- [LIST OF TASKS]:
a) Tally the lines in the records that contain the string "marble". Reply with the number alone.
b) Extend the forum thread on iterated conditional expectation past its final sentence.

- [SELECTED EXCERPT]:

——————

Prove that $\mathbb{E}(Y|X)=\mathbb{E}[\mathbb{E}(Y|W)|X]$ and $\mathbb{E}(Y|X)=\mathbb{E}[\mathbb{E}(Y|X)|W]$

Question

Suppose that $W$ and $Y$ are random variables.
Let $X$ be a random variable that is some function of $W$, say $X=f(W)$.
How can one show that
$$\mathbb{E}(Y|X)=\mathbb{E}[\mathbb{E}(Y|W)|X]\text{ and }\mathbb{E}(Y|X)=\mathbb{E}[\mathbb{E}(Y|X)|W]?$$

Answer 1

There is no non measure theoratic way to "prove" this. However one can obviously get an intuitive idea by considering some easy cases and examples.

Here's the formal proof anyway

First notice that $\sigma(X)\subseteq \sigma(W)$ for all $f$ measurable(you can think this to be nice enough functions which are not very very very difficult to construct)

First let $A\in\sigma(X)\subseteq\sigma(W)$

Then $\int_A E(E(Y|W)|X)dP=\int_A E(Y|W) dP=\int_A Y dP=\int_A E(Y|X) dP$ This holds for all such $A$

Hence $E(E(Y|W)|X)=E(Y|X)$

Also for $E(E(Y|X)|W))=E(Y|X)$ as $E(Y|X)$ is measurable with respect to $X$ and hence with respect to $W$ .

Another interpretation is that conditional expectation , in case of square integrable random variables is nothing but projection to smaller subspaces. So think of X as something smaller(i.e. information contained in X is already contained in W) . Then projecting to this smaller subspace is equivalent to projecting to a larger subspace containing it and then again projecting to the smaller space.

——————

- [WORKING DATA]:
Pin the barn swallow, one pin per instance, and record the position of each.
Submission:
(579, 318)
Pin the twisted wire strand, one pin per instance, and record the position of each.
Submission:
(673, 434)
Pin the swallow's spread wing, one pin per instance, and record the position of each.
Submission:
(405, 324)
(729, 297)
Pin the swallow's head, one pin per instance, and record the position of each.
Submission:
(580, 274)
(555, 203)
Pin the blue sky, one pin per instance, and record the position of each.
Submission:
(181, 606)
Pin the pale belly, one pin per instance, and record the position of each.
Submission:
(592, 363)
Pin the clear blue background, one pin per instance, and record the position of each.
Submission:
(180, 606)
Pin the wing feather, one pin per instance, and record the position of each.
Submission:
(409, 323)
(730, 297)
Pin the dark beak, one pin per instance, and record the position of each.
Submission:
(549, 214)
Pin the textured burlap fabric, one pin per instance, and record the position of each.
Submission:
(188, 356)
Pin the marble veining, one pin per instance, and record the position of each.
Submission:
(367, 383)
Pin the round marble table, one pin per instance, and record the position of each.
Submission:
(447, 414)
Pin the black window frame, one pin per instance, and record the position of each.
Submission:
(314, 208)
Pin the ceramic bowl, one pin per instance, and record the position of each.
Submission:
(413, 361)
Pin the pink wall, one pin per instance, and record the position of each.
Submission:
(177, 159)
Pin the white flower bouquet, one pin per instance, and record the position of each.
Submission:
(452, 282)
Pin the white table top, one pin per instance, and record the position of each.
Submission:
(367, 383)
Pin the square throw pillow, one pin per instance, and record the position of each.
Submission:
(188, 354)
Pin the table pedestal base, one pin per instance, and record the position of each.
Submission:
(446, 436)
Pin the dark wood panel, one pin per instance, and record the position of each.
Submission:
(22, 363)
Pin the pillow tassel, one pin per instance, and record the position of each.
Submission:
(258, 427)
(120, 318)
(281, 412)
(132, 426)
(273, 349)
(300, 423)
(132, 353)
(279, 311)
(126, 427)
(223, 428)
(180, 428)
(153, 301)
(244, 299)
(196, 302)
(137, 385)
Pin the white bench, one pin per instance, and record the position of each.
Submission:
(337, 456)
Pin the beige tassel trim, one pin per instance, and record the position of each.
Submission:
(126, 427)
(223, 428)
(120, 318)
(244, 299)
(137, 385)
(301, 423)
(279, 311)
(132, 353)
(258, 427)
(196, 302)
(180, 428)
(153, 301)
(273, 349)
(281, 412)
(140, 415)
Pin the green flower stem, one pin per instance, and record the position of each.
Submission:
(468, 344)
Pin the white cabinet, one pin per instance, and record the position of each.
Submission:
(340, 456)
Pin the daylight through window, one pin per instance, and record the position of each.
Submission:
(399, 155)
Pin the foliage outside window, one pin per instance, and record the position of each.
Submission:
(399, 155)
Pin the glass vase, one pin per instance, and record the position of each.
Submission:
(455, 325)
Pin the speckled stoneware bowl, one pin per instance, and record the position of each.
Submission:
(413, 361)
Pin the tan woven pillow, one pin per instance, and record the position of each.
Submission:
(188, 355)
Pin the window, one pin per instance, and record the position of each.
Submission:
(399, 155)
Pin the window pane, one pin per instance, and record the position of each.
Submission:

——————

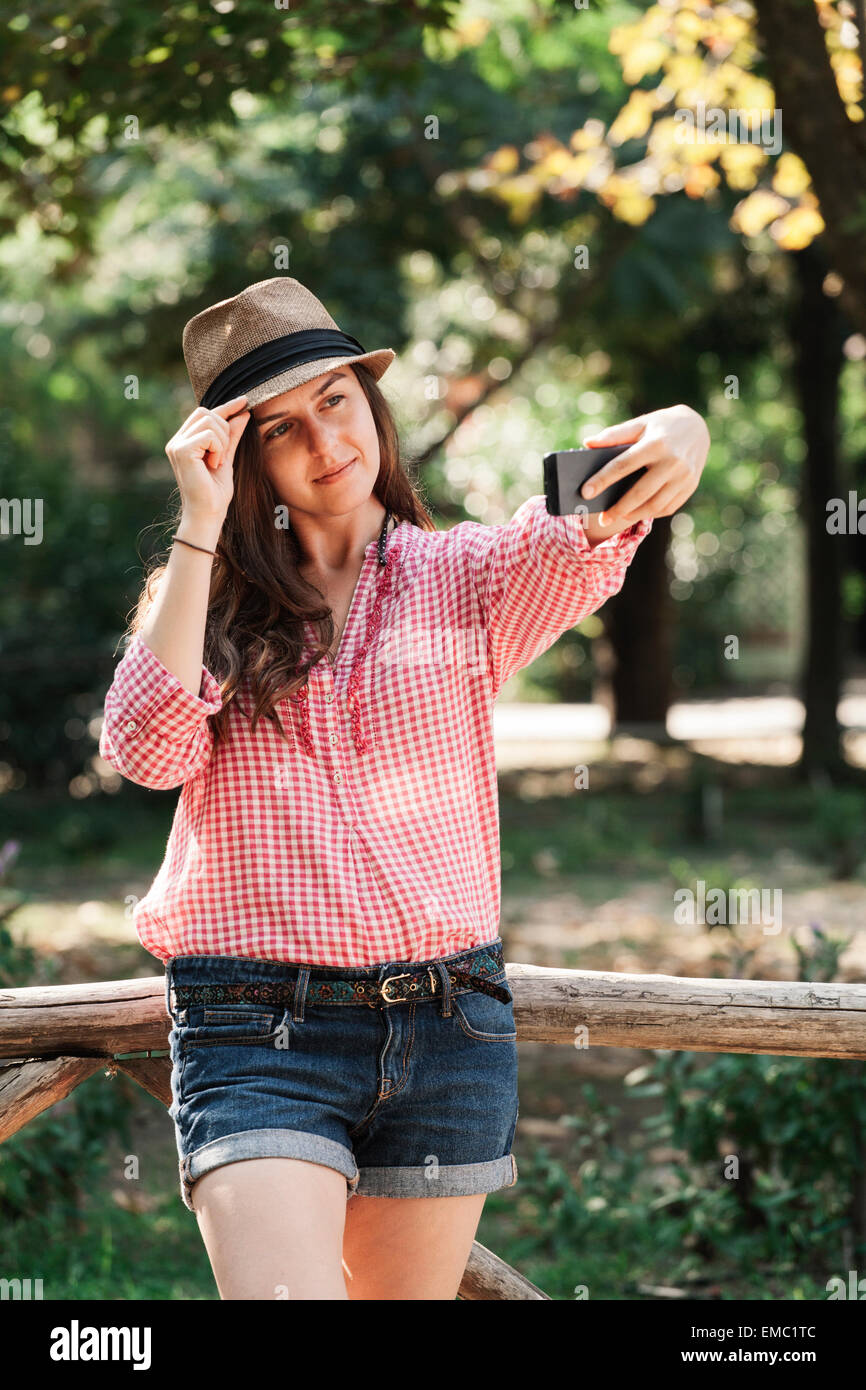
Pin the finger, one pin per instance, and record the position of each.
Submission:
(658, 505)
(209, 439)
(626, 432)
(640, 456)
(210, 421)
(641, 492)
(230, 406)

——————

- [EXPECTED ANSWERS]:
a) 2

b)
That is if you project a point to a plane and then to a line in a plane , it is same as projecting directly to the line.

This is however only true in the Hilbert Space $L^2$ but it serves as THE motivation for defining conditional expectation the way its defined.

So one intuitive notion to keep in mind that the expected value of the expected value of the random variable $Y$ given certain information , given even lesser information is the same as the expected value of $Y$ given the lesser information.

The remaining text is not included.